══ 元の文書 ══

シャープ亀山工場 井手よしひろ県議が三重県の亀山市を訪れ、補助金を活用した自治体の企業誘致策について調査したのは、2002年12月でした。当時、三重県と亀山市が進める「クリスタルバレー構想」について、三重県の企業立地推進担当者に聴き取り調査を行いました。
 それから15年。液晶パネルをめぐる状況は大きく変わりました。その変化を実感するために、井手県議は8月30日、31日の両日、三重県を訪れました。

シャープ亀山工場誘致に三重県90億円の交付金、亀山市は45億円の奨励金
 三重県の北川正恭知事(当時)は、シャープの亀山工場誘致の際に、90億円の補助金を交付しました。地元の亀山市は45億円の奨励金支出を決め、合計135億円の公金が企業誘致に使われました。自治体が補助金を使って企業誘致を行うことは昔からあったことですが、この金額と決定に至るまでのスピード感が大きな話題となりました。
 シャープは、2004年に稼働した第1工場と06年稼働の第2工場に総額5150億円を投資しました。ここで作られる液晶パネルは「世界の亀山ブランド」として一世を風靡しました。
 さらにシャープは、2009年に大阪堺市に亀山工場の3.8倍の面積をもつ堺工場を稼動させました。これにより液晶テレビの主力工場は亀山工場より堺工場に移転されました。リーマン・ショックに端を発する世界的な景気後退に伴い、亀山第1工場は2009年初頭より操業を停止。工場内の生産施設をすべて中国企業に売却し、建屋のみが残った状態となりました。90億円の補助金を投入した工場が、わずか6年で操業停止して設備を売却と言う事態に、シャープは三重県から、補助金約6億4000万円の返還を求められました。
 日本の大型液晶ディスプレーは韓国、中国などのメーカーの台頭によって競争力を失い、2012年には第2工場も一時的に操業を休止しました。
 亀山工場の操業とともに亀山市は、一時、地方交付金の不交付団体となりましたが、工場の閉鎖とともに再び地方交付金の交付団体に戻りました。

═══
══ 表示データ ══

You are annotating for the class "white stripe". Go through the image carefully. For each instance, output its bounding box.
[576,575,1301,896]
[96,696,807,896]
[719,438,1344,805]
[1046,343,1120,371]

═══
══ 表示データ ══

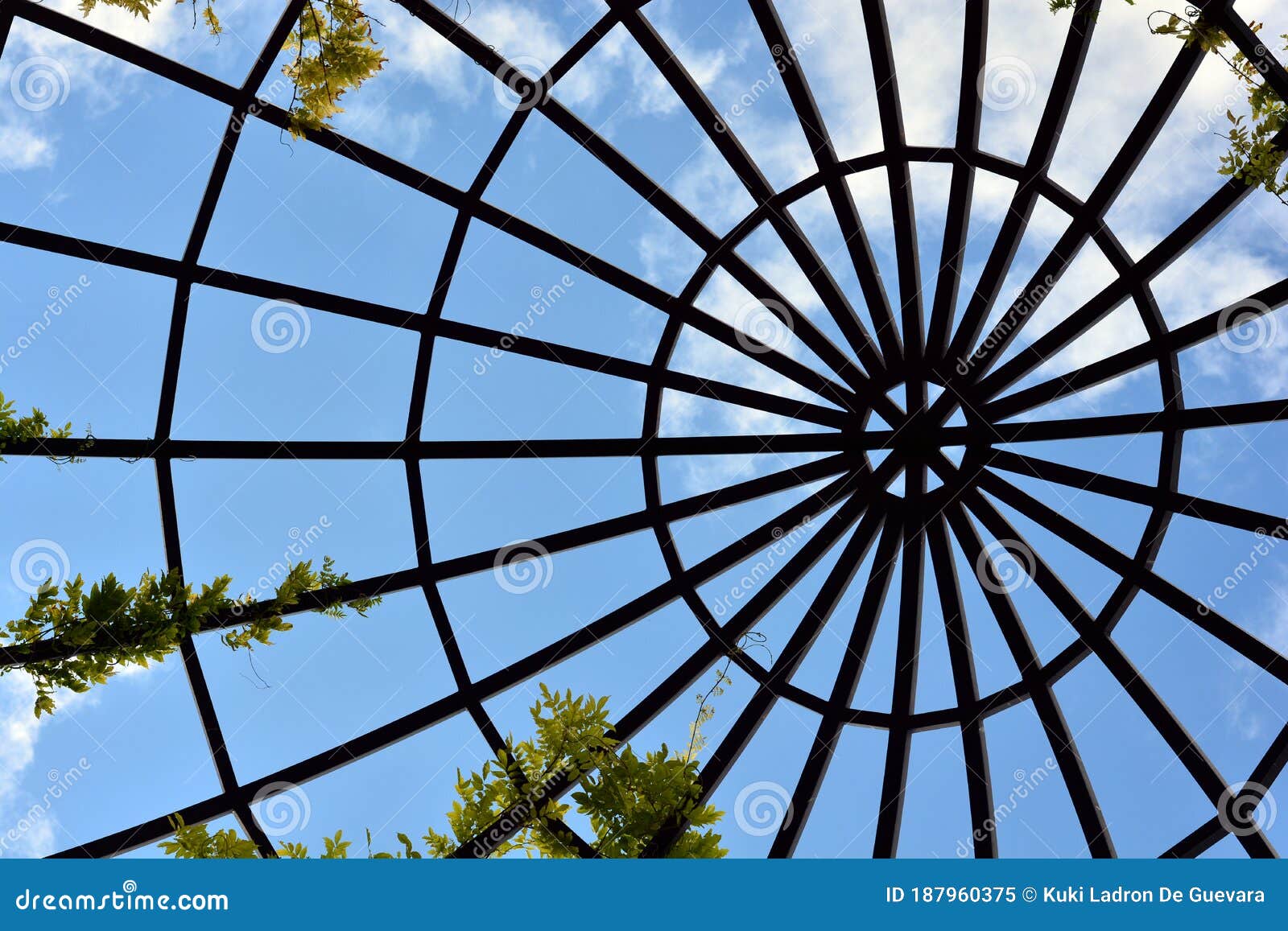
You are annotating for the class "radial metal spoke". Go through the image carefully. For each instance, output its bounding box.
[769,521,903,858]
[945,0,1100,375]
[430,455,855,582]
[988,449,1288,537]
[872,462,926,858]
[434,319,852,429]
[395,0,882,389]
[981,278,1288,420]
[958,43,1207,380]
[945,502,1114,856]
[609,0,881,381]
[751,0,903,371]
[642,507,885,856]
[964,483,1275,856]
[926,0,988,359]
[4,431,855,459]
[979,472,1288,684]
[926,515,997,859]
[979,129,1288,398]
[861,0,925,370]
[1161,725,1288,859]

═══

- [作業内容]
1: シャープ亀山工場の文書によると、シャープが三重県から補助金の返還を求められたのはなぜか。1〜3文で説明せよ。
2: シャープ亀山工場の文書に出てくる金額を、重複を除いてすべて挙げよ。
3: シャープ亀山工場の文書の続きを書け。
データは上の文書の内容とは関係がない。

- [演習の結果]
1: 90億円の補助金を投入した亀山第1工場が、わずか6年で操業を停止し、工場内の生産施設をすべて中国企業に売却したためである。その結果、シャープは補助金約6億4000万円の返還を求められた。

2:
・90億円
・45億円
・135億円
・5150億円
・約6億4000万円

3:
小型・高性能液晶パネルで活路見出す
シャープ亀山工場 こうした状況下、救世主が現れます。iPhone、iPadで高機能の小型ディスプレーを調達したかったアップル社です。2011年、亀山第1工場は、約1000億円が投じられ、アップル社のiPhone用ディスプレイの専用工場として生まれ変わりました。アップル社が実体的に設備投資を行ったため、第1工場は製造設備自体がアップル社の所有物であるといわれています。いわば、シャープがアップルのPB商品を製造しているわけです。(シャープとアップル社との関係についてはウィキペディアの情報を元に記載しました)
 第2工場も2012年以降は大型液晶テレビの生産を減らし、スマートフォンや携帯ゲーム機用の中小型液晶ディスプレイの生産が主力となっています。高性能のIGZOパネルの生産が開始され、スマホやタブレットなどの中小型液晶ディスプレイ工場へ移行しました。
 また、シャープは全社的な経営不振のために、2012年に堺工場を中国の鴻海グループに売却。亀山工場にシャープの液晶テレビ部門もまた移転してきました。
 現在、第一工場、第二工場とも好調に稼働中といわれています。

巨額の補助金による工場誘致はギャンブルか?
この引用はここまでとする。